## Tarea
Copia al pie de la letra el tramo del texto sobre la campaña electoral que va desde "Esto se parece" hasta "es el desplazamiento.", incluidas ambas partes.

## Fragmento del texto

--

En las últimas 48h he estado en Cádiz, en Málaga y en Barcelona: y no he visto el mar.
Han pasado dos jornadas de este nuevo huracán y empezamos a hacernos una idea de cómo van a ser los días.
Esto se parece y no se parece, a las campañas anteriores. Si en Cataluña el centro de las historias que os contaba era una casa, un cuartel general en torno al cual orbitaban los mitines y las entrevistas, en esta carrera hacia las elecciones generales el único centro es el desplazamiento.
El plan de estas dos semanas es un zigzag de ciudades distantes y distintas que, para nosotros, tienen siempre el mismo paisaje: un escenario, sillas, altavoces, nuestros colores, gente que lleva consigo tantas historias que no vamos a tener tiempo a conocer.
En las últimas 48h he estado en Cádiz, en Málaga y en Barcelona: y no he visto el mar.
Corremos, corremos, corremos. Este juego se trata de llegar a recorrer tantos rincones como se pueda. Llevar nuestras cartas de cambio a tantos oídos como dé tiempo.

--

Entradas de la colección
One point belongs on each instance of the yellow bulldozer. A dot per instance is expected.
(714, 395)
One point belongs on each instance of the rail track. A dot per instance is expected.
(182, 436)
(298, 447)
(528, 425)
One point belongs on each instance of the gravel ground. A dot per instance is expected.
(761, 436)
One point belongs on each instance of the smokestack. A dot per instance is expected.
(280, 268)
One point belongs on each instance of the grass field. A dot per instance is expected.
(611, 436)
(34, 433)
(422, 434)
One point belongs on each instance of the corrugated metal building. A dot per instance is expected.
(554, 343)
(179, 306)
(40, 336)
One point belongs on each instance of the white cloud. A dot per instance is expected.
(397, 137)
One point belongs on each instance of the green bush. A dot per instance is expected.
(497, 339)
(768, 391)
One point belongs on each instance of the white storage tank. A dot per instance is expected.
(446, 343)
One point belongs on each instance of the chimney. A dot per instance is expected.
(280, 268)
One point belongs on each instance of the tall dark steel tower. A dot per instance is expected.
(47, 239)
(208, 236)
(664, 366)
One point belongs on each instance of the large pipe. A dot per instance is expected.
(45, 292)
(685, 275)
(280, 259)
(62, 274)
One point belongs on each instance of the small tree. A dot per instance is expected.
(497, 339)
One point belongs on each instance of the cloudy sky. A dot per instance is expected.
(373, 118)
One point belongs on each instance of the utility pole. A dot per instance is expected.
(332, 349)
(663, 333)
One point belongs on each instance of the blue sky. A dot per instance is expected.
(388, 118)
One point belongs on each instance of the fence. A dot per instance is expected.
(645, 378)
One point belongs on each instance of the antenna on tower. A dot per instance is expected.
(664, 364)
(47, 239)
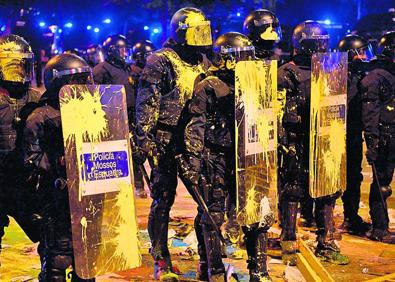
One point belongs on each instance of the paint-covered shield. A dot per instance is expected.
(328, 112)
(256, 141)
(99, 179)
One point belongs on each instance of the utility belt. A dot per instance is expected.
(387, 130)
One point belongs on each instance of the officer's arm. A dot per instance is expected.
(370, 89)
(290, 117)
(101, 75)
(148, 100)
(34, 157)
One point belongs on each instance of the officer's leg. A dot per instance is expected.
(216, 204)
(164, 184)
(138, 181)
(351, 197)
(378, 200)
(327, 248)
(202, 271)
(289, 206)
(256, 245)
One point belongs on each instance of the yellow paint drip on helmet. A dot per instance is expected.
(186, 75)
(269, 34)
(199, 31)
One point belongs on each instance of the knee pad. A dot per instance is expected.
(386, 191)
(292, 192)
(218, 218)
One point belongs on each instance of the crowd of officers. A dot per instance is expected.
(184, 126)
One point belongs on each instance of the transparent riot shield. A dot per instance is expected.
(99, 179)
(256, 142)
(328, 112)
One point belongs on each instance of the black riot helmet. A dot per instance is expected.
(66, 69)
(94, 55)
(310, 37)
(230, 48)
(357, 47)
(190, 26)
(386, 46)
(117, 48)
(16, 59)
(141, 50)
(263, 28)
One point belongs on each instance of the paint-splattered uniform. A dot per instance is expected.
(166, 84)
(44, 157)
(295, 78)
(209, 140)
(15, 197)
(378, 115)
(351, 196)
(116, 72)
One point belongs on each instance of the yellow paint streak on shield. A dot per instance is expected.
(186, 75)
(327, 163)
(256, 90)
(83, 118)
(332, 158)
(126, 252)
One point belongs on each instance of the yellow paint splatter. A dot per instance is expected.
(327, 135)
(199, 31)
(269, 34)
(333, 156)
(186, 75)
(256, 90)
(83, 118)
(126, 252)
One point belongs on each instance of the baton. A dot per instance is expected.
(378, 185)
(193, 190)
(145, 176)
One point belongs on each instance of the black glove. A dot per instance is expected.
(372, 144)
(371, 155)
(139, 156)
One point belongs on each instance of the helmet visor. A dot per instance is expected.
(240, 53)
(271, 33)
(199, 34)
(310, 46)
(16, 67)
(364, 53)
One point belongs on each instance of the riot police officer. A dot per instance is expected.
(166, 84)
(16, 99)
(378, 116)
(263, 28)
(295, 77)
(44, 157)
(359, 54)
(116, 70)
(94, 55)
(210, 136)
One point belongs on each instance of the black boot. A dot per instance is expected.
(289, 245)
(327, 249)
(256, 243)
(213, 245)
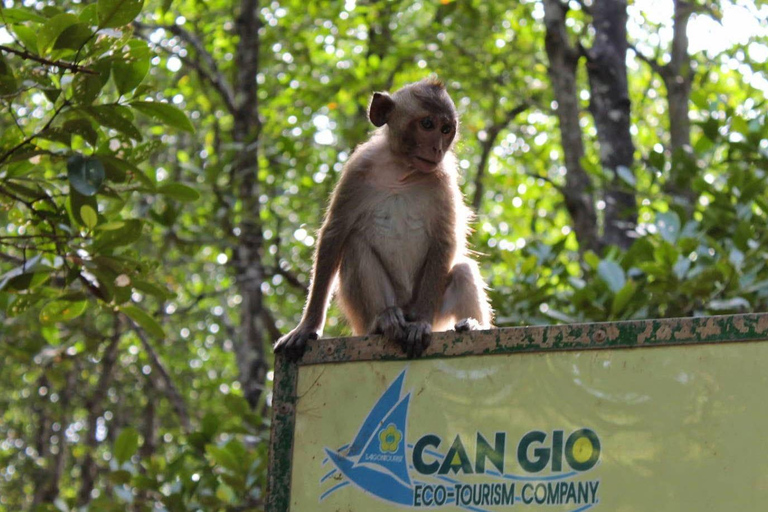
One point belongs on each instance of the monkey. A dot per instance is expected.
(393, 241)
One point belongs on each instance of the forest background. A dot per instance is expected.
(164, 166)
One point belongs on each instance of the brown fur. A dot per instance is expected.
(395, 232)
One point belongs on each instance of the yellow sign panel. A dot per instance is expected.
(659, 429)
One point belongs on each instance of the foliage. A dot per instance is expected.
(121, 219)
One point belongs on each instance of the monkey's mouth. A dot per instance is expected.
(423, 164)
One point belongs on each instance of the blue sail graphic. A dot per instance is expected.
(387, 401)
(390, 453)
(375, 482)
(376, 460)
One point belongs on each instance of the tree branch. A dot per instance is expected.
(210, 73)
(168, 386)
(24, 54)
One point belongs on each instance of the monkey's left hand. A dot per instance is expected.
(417, 337)
(294, 343)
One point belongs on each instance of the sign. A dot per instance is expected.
(532, 428)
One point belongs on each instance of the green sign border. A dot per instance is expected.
(608, 335)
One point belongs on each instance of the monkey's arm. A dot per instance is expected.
(427, 295)
(327, 260)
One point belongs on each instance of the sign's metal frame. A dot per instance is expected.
(595, 336)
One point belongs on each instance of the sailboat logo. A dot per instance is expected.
(375, 461)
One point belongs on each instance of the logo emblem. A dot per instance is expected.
(467, 473)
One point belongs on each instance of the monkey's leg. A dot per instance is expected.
(367, 294)
(465, 301)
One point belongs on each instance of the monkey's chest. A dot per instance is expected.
(399, 232)
(398, 218)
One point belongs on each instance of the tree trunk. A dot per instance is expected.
(487, 146)
(677, 76)
(249, 346)
(563, 62)
(610, 107)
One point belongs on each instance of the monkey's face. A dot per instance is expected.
(427, 139)
(421, 121)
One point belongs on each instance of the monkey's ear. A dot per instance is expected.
(381, 106)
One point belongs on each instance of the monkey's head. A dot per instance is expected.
(421, 122)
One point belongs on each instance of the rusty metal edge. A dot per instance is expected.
(626, 334)
(278, 497)
(589, 336)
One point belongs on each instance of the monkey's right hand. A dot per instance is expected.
(292, 345)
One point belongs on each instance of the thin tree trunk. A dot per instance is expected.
(563, 63)
(95, 407)
(249, 275)
(677, 76)
(487, 146)
(610, 107)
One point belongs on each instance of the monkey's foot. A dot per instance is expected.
(391, 323)
(467, 324)
(417, 337)
(293, 344)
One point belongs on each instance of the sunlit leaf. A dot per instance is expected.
(130, 65)
(62, 311)
(116, 13)
(85, 174)
(126, 444)
(145, 321)
(613, 275)
(179, 192)
(164, 113)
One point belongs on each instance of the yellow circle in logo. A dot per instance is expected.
(582, 450)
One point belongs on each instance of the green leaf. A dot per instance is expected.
(25, 281)
(152, 289)
(26, 36)
(22, 303)
(120, 477)
(734, 304)
(179, 192)
(145, 321)
(85, 174)
(85, 88)
(164, 113)
(52, 29)
(224, 458)
(119, 237)
(130, 65)
(622, 297)
(76, 203)
(13, 15)
(114, 116)
(116, 13)
(89, 216)
(73, 37)
(126, 444)
(62, 311)
(90, 15)
(610, 272)
(83, 128)
(625, 173)
(7, 80)
(668, 224)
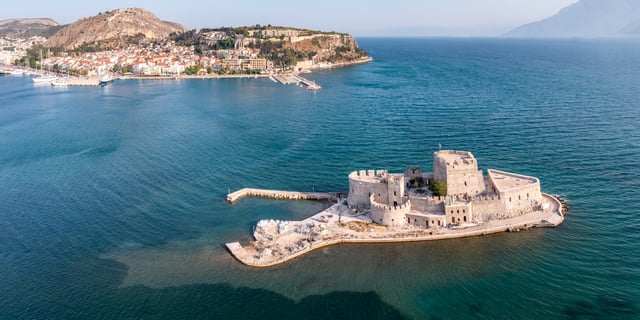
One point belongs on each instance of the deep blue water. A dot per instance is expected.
(112, 199)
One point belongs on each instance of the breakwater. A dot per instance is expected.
(279, 194)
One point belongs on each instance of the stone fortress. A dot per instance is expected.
(385, 207)
(405, 199)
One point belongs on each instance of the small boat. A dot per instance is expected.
(59, 82)
(44, 79)
(16, 72)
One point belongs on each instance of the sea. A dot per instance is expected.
(112, 199)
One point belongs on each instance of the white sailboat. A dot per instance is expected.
(59, 82)
(43, 78)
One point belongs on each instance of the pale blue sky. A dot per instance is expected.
(359, 17)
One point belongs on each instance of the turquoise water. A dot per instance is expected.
(112, 199)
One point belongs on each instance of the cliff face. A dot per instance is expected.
(24, 28)
(113, 27)
(587, 18)
(332, 48)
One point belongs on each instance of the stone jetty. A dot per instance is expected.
(278, 194)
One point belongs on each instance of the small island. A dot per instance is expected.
(455, 200)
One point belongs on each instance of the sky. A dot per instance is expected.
(358, 17)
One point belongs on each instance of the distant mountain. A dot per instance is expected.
(25, 28)
(587, 18)
(113, 29)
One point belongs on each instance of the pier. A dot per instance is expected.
(278, 194)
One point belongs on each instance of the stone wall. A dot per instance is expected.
(458, 212)
(426, 221)
(389, 215)
(364, 184)
(462, 175)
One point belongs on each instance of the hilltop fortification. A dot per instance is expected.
(113, 29)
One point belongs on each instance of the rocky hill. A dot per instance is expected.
(25, 28)
(113, 29)
(331, 48)
(587, 18)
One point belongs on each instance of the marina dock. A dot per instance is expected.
(278, 194)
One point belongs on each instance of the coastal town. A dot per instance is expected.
(455, 200)
(223, 52)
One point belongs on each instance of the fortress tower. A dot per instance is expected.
(459, 169)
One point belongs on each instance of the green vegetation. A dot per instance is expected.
(439, 188)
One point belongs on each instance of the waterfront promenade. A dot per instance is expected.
(277, 242)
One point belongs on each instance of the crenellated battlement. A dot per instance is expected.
(401, 207)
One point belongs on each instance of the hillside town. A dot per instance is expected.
(166, 58)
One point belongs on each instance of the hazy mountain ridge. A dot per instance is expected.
(587, 18)
(28, 27)
(113, 27)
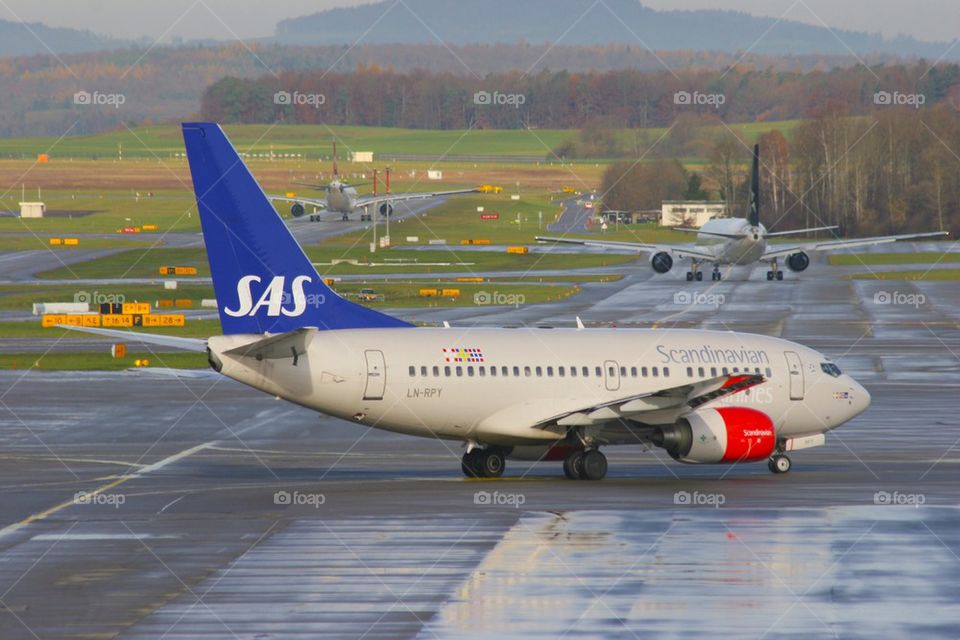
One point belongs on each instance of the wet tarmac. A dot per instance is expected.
(138, 505)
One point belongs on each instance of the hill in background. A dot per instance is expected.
(584, 22)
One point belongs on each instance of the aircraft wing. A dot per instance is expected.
(373, 201)
(672, 400)
(679, 250)
(175, 342)
(831, 245)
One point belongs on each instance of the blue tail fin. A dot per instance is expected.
(263, 281)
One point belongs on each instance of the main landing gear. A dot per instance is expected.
(483, 463)
(585, 465)
(779, 463)
(775, 273)
(694, 273)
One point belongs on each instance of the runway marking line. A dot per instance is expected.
(36, 517)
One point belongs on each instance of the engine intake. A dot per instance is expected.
(798, 261)
(661, 262)
(725, 434)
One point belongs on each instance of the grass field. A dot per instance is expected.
(145, 264)
(918, 274)
(99, 361)
(869, 259)
(314, 141)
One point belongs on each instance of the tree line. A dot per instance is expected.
(629, 98)
(886, 173)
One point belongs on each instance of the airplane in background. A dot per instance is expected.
(534, 394)
(740, 241)
(343, 198)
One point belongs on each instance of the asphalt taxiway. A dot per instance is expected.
(139, 505)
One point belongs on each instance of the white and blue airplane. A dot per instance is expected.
(741, 241)
(535, 394)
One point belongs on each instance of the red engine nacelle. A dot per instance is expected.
(725, 434)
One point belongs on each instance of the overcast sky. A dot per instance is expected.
(221, 19)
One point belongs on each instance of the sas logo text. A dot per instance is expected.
(274, 297)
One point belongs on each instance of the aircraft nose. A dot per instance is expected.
(861, 398)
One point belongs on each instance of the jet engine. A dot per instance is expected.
(661, 262)
(798, 261)
(725, 434)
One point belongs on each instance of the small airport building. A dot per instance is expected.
(690, 213)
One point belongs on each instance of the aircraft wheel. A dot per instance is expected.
(491, 464)
(594, 465)
(779, 464)
(573, 465)
(469, 464)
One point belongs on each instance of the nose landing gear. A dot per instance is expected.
(585, 465)
(779, 463)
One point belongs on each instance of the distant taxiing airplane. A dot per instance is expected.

--

## Solución completa
Esto se parece y no se parece, a las campañas anteriores. Si en Cataluña el centro de las historias que os contaba era una casa, un cuartel general en torno al cual orbitaban los mitines y las entrevistas, en esta carrera hacia las elecciones generales el único centro es el desplazamiento.